## Begin Source records

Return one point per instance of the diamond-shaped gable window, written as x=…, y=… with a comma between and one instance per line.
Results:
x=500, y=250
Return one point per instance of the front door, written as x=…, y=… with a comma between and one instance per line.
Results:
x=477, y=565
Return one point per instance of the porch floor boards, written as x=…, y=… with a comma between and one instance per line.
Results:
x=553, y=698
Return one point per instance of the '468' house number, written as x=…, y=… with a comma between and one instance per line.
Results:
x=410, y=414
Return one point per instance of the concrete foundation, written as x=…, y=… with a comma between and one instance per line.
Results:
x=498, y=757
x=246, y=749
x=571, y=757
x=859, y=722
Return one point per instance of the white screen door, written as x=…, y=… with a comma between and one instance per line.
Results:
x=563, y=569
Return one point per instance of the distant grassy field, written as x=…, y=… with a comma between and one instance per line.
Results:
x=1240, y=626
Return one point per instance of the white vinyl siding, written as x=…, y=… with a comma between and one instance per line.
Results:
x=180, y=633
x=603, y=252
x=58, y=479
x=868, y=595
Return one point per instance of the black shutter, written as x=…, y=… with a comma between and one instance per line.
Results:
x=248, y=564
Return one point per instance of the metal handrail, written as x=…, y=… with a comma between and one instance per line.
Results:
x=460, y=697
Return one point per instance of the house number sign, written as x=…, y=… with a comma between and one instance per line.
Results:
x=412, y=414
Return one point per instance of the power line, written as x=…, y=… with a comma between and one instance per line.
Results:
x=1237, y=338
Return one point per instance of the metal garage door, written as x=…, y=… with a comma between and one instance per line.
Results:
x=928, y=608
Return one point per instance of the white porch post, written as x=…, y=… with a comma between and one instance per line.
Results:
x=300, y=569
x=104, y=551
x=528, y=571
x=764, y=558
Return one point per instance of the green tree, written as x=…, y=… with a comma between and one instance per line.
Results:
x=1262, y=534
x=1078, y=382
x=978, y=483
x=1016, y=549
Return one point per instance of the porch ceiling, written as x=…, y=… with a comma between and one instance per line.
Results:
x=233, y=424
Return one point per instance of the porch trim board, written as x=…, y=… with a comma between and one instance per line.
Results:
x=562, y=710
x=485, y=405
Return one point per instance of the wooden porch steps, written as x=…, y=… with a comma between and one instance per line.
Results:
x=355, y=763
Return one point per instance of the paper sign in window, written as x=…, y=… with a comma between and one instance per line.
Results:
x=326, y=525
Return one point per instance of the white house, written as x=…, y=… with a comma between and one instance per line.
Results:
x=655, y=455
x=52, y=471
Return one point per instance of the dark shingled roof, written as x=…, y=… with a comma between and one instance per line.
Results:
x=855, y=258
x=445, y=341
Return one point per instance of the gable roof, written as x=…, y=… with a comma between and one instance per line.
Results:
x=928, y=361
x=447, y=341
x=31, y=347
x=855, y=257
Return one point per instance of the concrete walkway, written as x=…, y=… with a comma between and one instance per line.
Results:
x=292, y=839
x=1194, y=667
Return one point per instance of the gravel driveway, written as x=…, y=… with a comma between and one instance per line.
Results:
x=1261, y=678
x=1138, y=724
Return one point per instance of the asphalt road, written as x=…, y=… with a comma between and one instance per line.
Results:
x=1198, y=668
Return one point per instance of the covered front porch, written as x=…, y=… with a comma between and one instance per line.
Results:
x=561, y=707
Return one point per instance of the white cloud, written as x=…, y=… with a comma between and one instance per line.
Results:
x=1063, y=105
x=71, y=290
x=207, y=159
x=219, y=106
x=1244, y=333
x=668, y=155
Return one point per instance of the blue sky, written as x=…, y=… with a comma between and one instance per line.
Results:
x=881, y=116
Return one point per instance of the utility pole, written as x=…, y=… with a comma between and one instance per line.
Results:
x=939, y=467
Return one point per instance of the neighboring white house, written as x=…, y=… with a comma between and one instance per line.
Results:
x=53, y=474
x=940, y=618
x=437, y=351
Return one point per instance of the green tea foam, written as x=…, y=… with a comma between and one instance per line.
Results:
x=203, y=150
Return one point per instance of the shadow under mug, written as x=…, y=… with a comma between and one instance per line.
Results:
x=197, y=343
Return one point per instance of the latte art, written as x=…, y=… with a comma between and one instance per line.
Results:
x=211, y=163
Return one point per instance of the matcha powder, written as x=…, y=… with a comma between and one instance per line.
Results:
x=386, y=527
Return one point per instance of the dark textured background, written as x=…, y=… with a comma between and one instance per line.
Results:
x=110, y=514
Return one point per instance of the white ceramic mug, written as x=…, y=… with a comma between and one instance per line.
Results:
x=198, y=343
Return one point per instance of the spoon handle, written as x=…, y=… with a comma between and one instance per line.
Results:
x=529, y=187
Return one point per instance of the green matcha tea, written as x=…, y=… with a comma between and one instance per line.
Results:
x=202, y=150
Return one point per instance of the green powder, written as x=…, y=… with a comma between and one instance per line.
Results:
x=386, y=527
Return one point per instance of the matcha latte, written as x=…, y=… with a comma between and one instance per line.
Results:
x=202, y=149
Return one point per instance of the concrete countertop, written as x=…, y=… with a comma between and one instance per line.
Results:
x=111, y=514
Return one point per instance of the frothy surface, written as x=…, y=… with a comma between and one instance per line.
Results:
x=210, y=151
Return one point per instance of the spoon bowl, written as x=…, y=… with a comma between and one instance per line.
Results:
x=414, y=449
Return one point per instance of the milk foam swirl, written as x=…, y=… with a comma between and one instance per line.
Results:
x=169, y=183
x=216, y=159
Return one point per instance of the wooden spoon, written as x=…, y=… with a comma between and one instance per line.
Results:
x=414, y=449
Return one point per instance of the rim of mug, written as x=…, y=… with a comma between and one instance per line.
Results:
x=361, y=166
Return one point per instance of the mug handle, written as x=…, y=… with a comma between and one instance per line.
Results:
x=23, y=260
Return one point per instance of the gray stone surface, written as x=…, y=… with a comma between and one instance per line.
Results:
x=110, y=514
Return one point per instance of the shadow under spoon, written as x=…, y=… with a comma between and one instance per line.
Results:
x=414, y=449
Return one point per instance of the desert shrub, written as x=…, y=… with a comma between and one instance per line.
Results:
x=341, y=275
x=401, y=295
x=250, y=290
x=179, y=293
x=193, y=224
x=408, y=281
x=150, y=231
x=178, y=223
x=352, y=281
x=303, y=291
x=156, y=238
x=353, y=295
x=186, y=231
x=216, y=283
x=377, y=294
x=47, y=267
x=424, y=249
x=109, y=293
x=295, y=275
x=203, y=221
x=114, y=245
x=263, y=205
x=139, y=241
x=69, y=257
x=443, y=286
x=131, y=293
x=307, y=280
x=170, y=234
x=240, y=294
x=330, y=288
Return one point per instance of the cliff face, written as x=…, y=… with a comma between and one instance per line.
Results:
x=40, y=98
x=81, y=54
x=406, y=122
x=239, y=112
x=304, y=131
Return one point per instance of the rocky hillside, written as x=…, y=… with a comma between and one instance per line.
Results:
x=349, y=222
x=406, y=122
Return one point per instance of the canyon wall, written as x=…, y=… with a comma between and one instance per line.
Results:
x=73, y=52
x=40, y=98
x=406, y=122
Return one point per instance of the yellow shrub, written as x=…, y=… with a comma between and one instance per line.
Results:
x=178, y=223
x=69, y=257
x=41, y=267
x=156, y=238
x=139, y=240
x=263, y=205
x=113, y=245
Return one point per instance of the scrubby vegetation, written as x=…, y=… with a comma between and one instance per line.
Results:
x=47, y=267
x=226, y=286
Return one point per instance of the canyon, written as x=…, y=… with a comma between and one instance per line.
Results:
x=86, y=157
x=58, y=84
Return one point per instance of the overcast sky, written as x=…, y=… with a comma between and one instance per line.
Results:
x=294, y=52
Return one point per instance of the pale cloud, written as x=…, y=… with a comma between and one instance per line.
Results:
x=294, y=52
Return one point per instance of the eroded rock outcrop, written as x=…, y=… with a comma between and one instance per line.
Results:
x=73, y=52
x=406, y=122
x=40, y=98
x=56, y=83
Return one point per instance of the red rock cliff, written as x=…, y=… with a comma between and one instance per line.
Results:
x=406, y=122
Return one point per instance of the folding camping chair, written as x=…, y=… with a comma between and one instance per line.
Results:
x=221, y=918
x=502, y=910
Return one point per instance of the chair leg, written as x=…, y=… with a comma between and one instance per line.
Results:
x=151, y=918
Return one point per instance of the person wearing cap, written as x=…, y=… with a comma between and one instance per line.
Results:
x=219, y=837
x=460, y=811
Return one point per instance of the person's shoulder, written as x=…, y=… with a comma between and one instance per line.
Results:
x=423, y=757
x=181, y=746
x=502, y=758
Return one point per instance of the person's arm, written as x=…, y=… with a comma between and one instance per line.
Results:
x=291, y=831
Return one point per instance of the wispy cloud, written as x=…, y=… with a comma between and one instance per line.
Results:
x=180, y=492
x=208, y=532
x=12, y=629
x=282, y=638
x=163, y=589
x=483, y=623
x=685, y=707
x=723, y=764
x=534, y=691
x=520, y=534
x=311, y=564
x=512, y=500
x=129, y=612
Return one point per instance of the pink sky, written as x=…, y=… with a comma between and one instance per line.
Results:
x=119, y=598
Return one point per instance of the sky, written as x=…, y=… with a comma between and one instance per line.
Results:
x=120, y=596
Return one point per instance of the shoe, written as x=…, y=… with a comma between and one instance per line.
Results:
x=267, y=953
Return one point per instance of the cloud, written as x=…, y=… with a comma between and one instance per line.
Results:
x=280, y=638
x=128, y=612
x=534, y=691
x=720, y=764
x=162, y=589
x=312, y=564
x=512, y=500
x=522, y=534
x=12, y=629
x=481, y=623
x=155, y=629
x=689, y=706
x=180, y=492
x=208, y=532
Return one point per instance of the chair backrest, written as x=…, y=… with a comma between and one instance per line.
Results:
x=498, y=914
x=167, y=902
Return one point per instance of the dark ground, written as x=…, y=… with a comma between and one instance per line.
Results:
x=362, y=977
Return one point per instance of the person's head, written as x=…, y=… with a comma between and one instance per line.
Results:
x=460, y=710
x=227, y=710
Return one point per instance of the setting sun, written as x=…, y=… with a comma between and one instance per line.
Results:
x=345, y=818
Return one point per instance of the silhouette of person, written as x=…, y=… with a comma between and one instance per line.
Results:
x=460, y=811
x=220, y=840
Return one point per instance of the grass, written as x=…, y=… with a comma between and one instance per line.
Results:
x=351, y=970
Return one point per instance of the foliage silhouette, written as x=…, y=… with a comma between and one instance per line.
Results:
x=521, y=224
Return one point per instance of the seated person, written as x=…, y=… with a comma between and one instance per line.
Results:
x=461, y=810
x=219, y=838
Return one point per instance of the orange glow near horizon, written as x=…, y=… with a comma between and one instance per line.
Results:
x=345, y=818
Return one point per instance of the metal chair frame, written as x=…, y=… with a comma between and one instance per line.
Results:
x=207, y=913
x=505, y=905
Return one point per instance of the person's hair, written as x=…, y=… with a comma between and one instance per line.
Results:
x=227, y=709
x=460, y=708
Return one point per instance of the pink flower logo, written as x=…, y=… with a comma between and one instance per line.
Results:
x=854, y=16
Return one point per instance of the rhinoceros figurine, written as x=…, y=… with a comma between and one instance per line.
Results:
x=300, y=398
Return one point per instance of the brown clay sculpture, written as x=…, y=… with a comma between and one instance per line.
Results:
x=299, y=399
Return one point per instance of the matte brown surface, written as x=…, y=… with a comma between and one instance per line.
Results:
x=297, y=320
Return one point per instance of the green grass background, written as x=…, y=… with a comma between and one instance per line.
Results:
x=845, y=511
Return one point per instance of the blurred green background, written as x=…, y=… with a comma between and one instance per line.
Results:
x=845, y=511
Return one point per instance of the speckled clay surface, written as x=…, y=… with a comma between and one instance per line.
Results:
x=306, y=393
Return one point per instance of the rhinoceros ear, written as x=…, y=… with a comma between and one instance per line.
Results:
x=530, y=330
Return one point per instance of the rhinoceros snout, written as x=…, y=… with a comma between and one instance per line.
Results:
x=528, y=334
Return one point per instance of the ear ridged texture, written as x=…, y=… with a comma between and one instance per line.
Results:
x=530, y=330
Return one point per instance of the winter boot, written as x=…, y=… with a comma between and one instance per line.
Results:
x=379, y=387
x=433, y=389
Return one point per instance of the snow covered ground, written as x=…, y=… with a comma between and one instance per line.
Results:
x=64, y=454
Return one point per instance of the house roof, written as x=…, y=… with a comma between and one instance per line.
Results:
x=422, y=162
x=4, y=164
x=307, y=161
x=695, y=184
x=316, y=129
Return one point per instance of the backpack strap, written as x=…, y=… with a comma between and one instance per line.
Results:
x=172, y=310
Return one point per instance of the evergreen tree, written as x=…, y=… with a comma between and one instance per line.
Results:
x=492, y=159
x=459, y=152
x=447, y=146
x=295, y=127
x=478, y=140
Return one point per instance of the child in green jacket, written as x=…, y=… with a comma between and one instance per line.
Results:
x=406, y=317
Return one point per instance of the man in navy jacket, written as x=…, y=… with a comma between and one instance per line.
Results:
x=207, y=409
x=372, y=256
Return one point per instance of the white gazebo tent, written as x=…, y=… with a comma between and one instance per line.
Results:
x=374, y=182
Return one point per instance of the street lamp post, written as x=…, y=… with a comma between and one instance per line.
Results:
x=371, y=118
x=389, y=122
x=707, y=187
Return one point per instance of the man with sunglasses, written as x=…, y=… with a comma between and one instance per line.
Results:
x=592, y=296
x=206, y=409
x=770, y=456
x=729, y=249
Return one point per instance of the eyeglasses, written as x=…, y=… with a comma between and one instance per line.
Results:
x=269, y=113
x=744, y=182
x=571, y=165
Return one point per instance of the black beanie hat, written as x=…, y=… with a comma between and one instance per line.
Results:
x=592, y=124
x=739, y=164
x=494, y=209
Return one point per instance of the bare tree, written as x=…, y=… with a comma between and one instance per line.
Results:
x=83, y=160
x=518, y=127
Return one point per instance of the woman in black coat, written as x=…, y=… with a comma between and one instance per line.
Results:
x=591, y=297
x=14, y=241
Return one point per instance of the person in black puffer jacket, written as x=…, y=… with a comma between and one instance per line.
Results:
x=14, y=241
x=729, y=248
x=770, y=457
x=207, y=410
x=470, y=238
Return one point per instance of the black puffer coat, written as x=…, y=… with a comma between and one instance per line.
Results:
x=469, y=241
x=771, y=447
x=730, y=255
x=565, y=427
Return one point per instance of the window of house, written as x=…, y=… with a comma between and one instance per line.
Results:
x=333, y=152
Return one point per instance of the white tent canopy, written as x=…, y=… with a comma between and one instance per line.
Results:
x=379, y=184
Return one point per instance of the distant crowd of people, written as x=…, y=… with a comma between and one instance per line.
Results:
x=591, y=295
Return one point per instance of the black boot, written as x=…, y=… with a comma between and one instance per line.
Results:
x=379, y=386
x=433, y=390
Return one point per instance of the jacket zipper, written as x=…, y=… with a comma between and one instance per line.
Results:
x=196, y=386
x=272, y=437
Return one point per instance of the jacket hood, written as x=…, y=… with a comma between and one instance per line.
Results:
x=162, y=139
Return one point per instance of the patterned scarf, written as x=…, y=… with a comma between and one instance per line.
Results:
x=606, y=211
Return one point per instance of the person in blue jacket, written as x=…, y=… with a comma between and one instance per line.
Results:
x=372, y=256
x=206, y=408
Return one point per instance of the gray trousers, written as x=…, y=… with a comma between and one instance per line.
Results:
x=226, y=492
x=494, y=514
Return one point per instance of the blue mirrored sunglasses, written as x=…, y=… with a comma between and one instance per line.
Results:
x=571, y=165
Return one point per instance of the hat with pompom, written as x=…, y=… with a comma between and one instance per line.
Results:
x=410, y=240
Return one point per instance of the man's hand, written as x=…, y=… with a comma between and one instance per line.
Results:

## End Source records

Output the lines from the line containing "Return one point per instance of the woman" to the end, both included; add nothing.

### Problem solution
Return one point per instance of the woman in black coat, written as x=…, y=… with a comma between and one instance per line.
Results:
x=591, y=297
x=14, y=241
Return one point per instance of the person in black puffer jacket, written as x=…, y=… with a comma between and one instance per line.
Results:
x=14, y=241
x=729, y=248
x=770, y=457
x=207, y=410
x=470, y=238
Return one point per instance of the black puffer coat, written as x=…, y=… with a comma between and one instance per line.
Results:
x=469, y=241
x=771, y=447
x=730, y=255
x=565, y=427
Return one point per instance of the window of house, written as x=…, y=… with a comma between and one instance per line.
Results:
x=333, y=152
Return one point per instance of the white tent canopy, written as x=…, y=… with a comma between and one instance per line.
Results:
x=379, y=184
Return one point per instance of the distant crowd of people, written as x=…, y=… with a comma between and one instance per line.
Results:
x=591, y=295
Return one point per instance of the black boot, written as x=…, y=… with a comma between and one instance per line.
Results:
x=379, y=386
x=433, y=390
Return one point per instance of the jacket zipper, written as x=…, y=… with a comma between and one instance per line.
Results:
x=196, y=386
x=272, y=437
Return one point per instance of the jacket hood, written as x=…, y=… with a comma between and one instance per line.
Results:
x=162, y=139
Return one point per instance of the patterned scarf, written as x=…, y=… with a comma between and one instance per line.
Results:
x=606, y=211
Return one point per instance of the person in blue jacket, written as x=…, y=… with a comma between and one instance per line.
Results:
x=372, y=256
x=206, y=408
Return one point per instance of the gray trousers, written as x=…, y=… with a comma between and one instance per line.
Results:
x=226, y=492
x=494, y=514
Return one point per instance of the blue mirrored sunglasses, written as x=…, y=… with a comma between and one instance per line.
Results:
x=571, y=165
Return one point per instance of the hat with pompom, written as x=…, y=… with a comma between and one instance per line.
Results:
x=410, y=240
Return one point per instance of the man's hand, written as x=…, y=… with a comma between and one instance per line.
Results:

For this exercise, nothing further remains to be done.